What the exercise asks: What you return must match the records exactly.

--- Input records ---

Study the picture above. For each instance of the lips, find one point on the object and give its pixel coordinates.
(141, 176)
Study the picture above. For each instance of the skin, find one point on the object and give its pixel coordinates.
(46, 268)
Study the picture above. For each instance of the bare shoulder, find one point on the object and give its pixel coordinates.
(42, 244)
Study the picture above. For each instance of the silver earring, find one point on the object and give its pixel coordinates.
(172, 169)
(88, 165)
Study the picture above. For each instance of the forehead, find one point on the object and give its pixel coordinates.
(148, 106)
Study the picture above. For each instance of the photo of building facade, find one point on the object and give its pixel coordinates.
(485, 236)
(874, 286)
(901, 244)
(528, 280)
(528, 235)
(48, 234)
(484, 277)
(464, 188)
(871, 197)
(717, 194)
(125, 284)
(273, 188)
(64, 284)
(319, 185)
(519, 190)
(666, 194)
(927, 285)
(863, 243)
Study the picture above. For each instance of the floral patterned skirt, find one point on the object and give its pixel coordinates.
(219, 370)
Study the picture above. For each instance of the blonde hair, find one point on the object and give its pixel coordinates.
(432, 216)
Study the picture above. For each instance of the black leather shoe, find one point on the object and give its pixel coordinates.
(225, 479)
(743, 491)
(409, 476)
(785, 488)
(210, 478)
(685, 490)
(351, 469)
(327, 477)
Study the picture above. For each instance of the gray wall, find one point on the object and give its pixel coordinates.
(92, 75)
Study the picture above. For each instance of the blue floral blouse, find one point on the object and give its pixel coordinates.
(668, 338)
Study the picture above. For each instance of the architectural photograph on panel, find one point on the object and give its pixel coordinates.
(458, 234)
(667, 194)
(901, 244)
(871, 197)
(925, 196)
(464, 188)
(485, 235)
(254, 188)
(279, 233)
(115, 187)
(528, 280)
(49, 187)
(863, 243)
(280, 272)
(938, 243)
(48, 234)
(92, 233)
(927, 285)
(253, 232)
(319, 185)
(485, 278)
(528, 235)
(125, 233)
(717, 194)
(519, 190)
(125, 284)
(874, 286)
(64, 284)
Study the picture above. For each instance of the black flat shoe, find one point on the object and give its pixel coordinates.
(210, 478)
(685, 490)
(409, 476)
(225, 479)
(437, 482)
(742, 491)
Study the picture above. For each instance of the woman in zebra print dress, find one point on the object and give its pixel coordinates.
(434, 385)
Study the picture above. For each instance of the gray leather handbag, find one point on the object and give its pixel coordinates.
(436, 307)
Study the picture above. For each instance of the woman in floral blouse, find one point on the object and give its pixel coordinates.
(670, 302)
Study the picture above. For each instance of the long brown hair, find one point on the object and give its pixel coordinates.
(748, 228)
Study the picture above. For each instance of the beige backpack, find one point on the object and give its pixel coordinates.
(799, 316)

---

Worked solution:
Study the picture above. For each instance of the lips, find one point on the object and give its pixel coordinates.
(141, 176)
Study the picture above. For each instance of the skin, find one point on the object and give its pixel coordinates.
(46, 268)
Study the picture above. For each instance of the bare shoulder, find one point on the object and give its pixel coordinates.
(42, 244)
Study the picture above. For each instance of the silver earring, find one point on the object and give its pixel coordinates.
(172, 169)
(88, 165)
Study the picture above. For each instance of the forehead, find one point on the object and give its pixel coordinates.
(148, 106)
Study the picture above. For each instance of the photo of building facade, find one point on the object and give its pixel coordinates.
(485, 236)
(874, 286)
(901, 244)
(528, 280)
(528, 235)
(48, 234)
(484, 277)
(464, 188)
(871, 197)
(717, 194)
(125, 284)
(273, 188)
(64, 284)
(319, 185)
(519, 190)
(666, 194)
(927, 285)
(863, 243)
Study the picture above. For each instance of the floral patterned skirt, find one point on the object and give its pixel coordinates.
(219, 370)
Study the picture above. For each instance of the blonde hair, find one point on the object and give its pixel coordinates.
(432, 216)
Study the picture above. For each instance of the black leather shoe, find one point on the object and give its pixel coordinates.
(225, 479)
(743, 491)
(409, 476)
(785, 488)
(210, 478)
(685, 490)
(351, 469)
(327, 477)
Study the picture above. For each instance of the gray wall, find one point on the object and give its pixel coordinates.
(92, 75)
Study the picture above. For each instance of the blue floral blouse, find one point on the object and give its pixel coordinates.
(668, 338)
Study the picture above. For each instance of the architectural photograph on panel, find one point on the object and give its pixel coordinates.
(458, 234)
(667, 194)
(901, 244)
(871, 197)
(925, 196)
(464, 188)
(485, 235)
(254, 188)
(279, 233)
(115, 187)
(528, 280)
(49, 187)
(863, 243)
(280, 272)
(938, 243)
(48, 234)
(92, 233)
(927, 285)
(253, 232)
(319, 185)
(485, 278)
(528, 235)
(125, 233)
(717, 194)
(519, 190)
(125, 284)
(874, 286)
(64, 284)
Study the picture above. For each instance of the black flat shoe, find one point on the object and give its pixel coordinates.
(210, 478)
(685, 490)
(409, 476)
(225, 479)
(437, 482)
(742, 491)
Study the picture above. For each instance of the woman in zebra print dress, find one point on the object and give its pixel coordinates.
(434, 385)
Study the picture above. For each instance of the gray leather handbag, find one point on the object and give its pixel coordinates.
(436, 307)
Study the picture above. For each instance of the woman in floral blouse, find one point on the object and give its pixel coordinates.
(670, 302)
Study the picture above. For each instance of the long brown hair, find one point on the object and give its pixel coordinates.
(748, 228)
Study the picture above. For each instance of the beige backpack, find one point on the object and give its pixel coordinates.
(799, 316)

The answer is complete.